| The problem |
An exact copy of every record is needed.

(Entries taken from a collection)
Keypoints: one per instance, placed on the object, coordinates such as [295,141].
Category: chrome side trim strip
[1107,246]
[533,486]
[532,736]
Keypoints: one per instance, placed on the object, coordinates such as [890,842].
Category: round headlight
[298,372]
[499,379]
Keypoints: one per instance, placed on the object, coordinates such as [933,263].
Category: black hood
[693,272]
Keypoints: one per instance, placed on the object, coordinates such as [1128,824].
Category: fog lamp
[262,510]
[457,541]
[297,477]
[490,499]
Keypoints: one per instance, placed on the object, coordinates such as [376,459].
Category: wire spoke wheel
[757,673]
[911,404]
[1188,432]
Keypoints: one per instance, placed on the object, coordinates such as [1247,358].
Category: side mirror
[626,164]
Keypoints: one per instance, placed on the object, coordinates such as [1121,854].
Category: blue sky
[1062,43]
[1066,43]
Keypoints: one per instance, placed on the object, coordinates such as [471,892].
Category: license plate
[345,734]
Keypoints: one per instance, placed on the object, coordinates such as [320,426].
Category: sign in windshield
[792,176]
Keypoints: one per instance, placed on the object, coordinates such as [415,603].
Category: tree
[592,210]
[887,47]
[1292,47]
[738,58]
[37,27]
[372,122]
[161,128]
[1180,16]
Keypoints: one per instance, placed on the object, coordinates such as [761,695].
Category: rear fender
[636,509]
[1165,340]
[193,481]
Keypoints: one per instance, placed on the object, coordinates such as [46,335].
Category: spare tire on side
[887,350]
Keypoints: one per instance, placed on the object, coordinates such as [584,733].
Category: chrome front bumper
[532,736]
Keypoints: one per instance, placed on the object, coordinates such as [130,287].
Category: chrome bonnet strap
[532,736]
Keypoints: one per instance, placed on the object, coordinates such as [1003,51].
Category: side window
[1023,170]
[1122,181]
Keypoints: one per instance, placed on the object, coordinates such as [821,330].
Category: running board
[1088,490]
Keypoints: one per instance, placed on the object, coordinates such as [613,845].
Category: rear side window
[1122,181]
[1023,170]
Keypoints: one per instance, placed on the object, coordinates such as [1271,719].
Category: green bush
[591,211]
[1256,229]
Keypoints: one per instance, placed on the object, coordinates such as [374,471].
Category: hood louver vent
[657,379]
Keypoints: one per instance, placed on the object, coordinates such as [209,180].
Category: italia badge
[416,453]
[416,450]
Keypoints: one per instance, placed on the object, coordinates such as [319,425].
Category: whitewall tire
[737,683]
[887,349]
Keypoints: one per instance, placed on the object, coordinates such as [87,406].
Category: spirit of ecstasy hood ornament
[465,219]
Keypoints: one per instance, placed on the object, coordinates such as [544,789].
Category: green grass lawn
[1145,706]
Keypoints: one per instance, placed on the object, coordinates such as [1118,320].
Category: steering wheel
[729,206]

| Solution |
Keypoints: one per instance, placed on the object, coordinates such as [295,141].
Category: chrome side trim strip
[1107,246]
[533,486]
[532,736]
Keypoints: one per instance, placed on the object, coordinates such as [890,842].
Category: round headlight
[298,372]
[499,379]
Keypoints: one per instance, placed on the object, coordinates such as [933,263].
Category: black hood
[693,272]
Keypoints: one per instance, placed on the object, coordinates such as [1128,824].
Category: fog lamp
[262,510]
[457,541]
[297,477]
[490,499]
Keypoints: one per instance, placed on the object, coordinates such as [376,459].
Category: wire spoke wheel
[757,673]
[911,404]
[1188,432]
Keypoints: one per instance, placed on the object, coordinates such as [1247,358].
Category: side mirror
[626,164]
Keypoints: one per instance, placed on the object, coordinates such as [1121,854].
Category: blue sky
[1062,43]
[1066,43]
Keypoints: one per instance, placed on the object, coordinates such as [471,892].
Category: license plate
[345,734]
Keypoints: one per instance, placed on the object, coordinates such as [320,426].
Category: sign in windshield
[792,176]
Keypoints: one per instance, placed on the object, coordinates such as [415,603].
Category: tree
[592,210]
[887,47]
[1292,47]
[738,58]
[37,27]
[372,122]
[161,128]
[1180,16]
Keypoints: one per instance, placed on the object, coordinates such as [761,695].
Category: rear fender
[636,509]
[1165,340]
[193,481]
Keypoints: one per instance, placed on the object, coordinates such as [46,335].
Category: spare tire on side
[887,350]
Keypoints: one per instance, placed on the object, coordinates such as [584,733].
Category: chrome front bumper
[532,736]
Keypoints: one per instance, placed on the object, coordinates such as [130,287].
Category: chrome bonnet strap
[532,736]
Keypoints: one per instance, placed on the object, coordinates such as [1003,51].
Category: side window
[1023,170]
[1122,181]
Keypoints: one per instance, placed on the object, coordinates such as [821,330].
Category: running board
[1088,490]
Keypoints: one per instance, placed on the object, coordinates such as [613,845].
Category: rear side window
[1122,181]
[1023,170]
Keypoints: one per instance, placed on the object, coordinates such as [1271,719].
Category: green bush
[591,211]
[1256,229]
Keypoints: one per instance, placed on the object, coordinates such as [374,471].
Category: hood louver vent
[657,379]
Keypoints: one per instance, placed on the object, coordinates such as [209,180].
Category: italia badge
[416,453]
[416,450]
Keypoints: one per instance, placed on the object, coordinates such as [319,425].
Category: whitewall tire
[737,683]
[887,349]
Keypoints: one per instance, placed on the object, coordinates such as [87,406].
Category: spirit of ecstasy hood ornament
[465,219]
Keypoints: one per instance, placed on the object, coordinates such as [544,789].
Category: green grass lawn
[1145,706]
Keypoints: one per instance, placed on the object, coordinates such as [1118,320].
Category: steering wheel
[729,206]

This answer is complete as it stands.